▶ **Aim of the exercise**
The response must contain all of the entries, each one repeated exactly.

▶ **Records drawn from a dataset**
--- START ---

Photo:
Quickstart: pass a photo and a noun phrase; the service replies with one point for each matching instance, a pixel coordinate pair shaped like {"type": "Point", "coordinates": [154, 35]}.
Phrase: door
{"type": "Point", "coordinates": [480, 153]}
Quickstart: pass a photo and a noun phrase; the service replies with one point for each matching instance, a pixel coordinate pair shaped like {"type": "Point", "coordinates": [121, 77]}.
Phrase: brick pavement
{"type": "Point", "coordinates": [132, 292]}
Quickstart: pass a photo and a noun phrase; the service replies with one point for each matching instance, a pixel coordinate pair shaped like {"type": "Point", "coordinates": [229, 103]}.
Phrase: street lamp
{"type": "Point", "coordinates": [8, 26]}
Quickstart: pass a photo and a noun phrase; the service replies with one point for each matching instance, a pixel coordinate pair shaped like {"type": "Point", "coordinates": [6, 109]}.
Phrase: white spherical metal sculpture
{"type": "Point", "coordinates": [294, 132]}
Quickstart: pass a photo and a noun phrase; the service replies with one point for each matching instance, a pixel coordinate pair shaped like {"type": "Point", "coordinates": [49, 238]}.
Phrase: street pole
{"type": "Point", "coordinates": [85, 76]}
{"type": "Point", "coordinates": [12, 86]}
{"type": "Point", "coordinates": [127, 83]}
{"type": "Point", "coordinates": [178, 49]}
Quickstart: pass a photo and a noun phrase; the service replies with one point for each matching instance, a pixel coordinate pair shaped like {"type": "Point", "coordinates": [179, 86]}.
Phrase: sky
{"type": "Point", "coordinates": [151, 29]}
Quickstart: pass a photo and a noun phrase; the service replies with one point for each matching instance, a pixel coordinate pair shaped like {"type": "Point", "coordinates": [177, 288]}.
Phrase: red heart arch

--- END ---

▶ **Exercise result**
Photo:
Quickstart: pass a photo and a noun phrase; the service replies with one point for each matching instance, a pixel coordinate pair shaped like {"type": "Point", "coordinates": [154, 35]}.
Phrase: door
{"type": "Point", "coordinates": [480, 153]}
Quickstart: pass a photo and a noun phrase; the service replies with one point for each matching instance, a pixel coordinate pair shaped like {"type": "Point", "coordinates": [121, 77]}.
Phrase: brick pavement
{"type": "Point", "coordinates": [132, 292]}
Quickstart: pass a photo and a noun phrase; the service replies with one point for each matching instance, a pixel coordinate pair shaped like {"type": "Point", "coordinates": [229, 103]}.
Phrase: street lamp
{"type": "Point", "coordinates": [8, 26]}
Quickstart: pass a photo and a noun phrase; the service replies with one point for each matching instance, a pixel coordinate pair shaped like {"type": "Point", "coordinates": [6, 109]}.
Phrase: white spherical metal sculpture
{"type": "Point", "coordinates": [294, 132]}
Quickstart: pass a photo and a noun phrase; the service replies with one point for each matching instance, a pixel coordinate pair shaped like {"type": "Point", "coordinates": [49, 238]}.
Phrase: street pole
{"type": "Point", "coordinates": [85, 76]}
{"type": "Point", "coordinates": [12, 86]}
{"type": "Point", "coordinates": [127, 83]}
{"type": "Point", "coordinates": [178, 49]}
Quickstart: pass a photo and a noun phrase; the service replies with one point for each matching instance, a pixel coordinate pair shaped like {"type": "Point", "coordinates": [179, 86]}.
Phrase: sky
{"type": "Point", "coordinates": [151, 29]}
Quickstart: pass a photo and a noun phrase; the service replies with one point for each matching instance, a pixel coordinate pair shaped like {"type": "Point", "coordinates": [177, 288]}.
Phrase: red heart arch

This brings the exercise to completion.